Stored records
# # # #

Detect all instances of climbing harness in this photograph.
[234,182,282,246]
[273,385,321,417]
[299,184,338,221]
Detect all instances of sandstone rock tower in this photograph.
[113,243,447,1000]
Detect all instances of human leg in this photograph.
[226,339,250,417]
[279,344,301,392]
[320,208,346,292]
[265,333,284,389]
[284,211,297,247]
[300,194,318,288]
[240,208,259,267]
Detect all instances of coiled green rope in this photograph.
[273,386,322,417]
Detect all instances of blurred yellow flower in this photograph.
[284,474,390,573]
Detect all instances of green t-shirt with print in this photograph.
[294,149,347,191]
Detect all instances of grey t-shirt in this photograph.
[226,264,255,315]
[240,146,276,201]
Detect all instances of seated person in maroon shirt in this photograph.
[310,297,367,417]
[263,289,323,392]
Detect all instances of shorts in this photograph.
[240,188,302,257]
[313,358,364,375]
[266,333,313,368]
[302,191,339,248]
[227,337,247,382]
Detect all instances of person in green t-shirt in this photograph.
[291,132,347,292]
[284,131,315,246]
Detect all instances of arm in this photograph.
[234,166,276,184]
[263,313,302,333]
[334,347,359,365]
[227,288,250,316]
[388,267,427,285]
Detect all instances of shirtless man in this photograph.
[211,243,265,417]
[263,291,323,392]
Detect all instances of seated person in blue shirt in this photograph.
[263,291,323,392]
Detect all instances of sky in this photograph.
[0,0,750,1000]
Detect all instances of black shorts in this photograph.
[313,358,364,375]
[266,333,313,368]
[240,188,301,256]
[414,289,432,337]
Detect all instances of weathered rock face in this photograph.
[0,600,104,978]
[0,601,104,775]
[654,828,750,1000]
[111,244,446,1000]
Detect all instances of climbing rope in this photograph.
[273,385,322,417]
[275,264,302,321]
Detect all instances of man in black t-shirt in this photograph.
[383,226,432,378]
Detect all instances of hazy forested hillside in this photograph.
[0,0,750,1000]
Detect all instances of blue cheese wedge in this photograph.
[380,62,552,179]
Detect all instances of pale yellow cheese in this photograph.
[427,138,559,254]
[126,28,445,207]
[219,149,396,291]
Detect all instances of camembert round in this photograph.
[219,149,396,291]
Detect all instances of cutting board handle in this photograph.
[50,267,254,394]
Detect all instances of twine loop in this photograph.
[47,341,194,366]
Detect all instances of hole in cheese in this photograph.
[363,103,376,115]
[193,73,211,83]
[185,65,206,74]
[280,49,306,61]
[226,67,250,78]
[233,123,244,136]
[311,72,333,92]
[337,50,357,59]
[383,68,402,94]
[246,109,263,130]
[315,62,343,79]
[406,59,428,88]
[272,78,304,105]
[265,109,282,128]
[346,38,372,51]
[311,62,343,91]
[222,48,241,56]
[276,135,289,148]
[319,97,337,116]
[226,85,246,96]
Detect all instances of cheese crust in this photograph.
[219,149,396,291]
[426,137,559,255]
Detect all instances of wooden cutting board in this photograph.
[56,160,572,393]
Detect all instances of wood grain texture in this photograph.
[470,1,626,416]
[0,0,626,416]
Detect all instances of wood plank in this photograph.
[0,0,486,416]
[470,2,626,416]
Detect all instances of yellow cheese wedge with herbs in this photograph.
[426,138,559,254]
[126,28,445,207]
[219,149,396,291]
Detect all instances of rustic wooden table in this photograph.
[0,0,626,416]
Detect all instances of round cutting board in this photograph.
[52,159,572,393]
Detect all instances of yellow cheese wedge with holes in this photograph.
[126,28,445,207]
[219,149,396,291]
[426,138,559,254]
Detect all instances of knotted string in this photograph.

# # # #

Task details:
Please add 112 to every coordinate in the answers and reproduce the data beginning at the line that contains "Detect all instances of cutting" and stopping after the line that contains "[47,341,194,366]", with the request lines included.

Output for this task:
Detect all instances of cutting board handle in this photograph.
[162,379,366,506]
Detect all instances of twine loop in this photograph.
[159,453,306,478]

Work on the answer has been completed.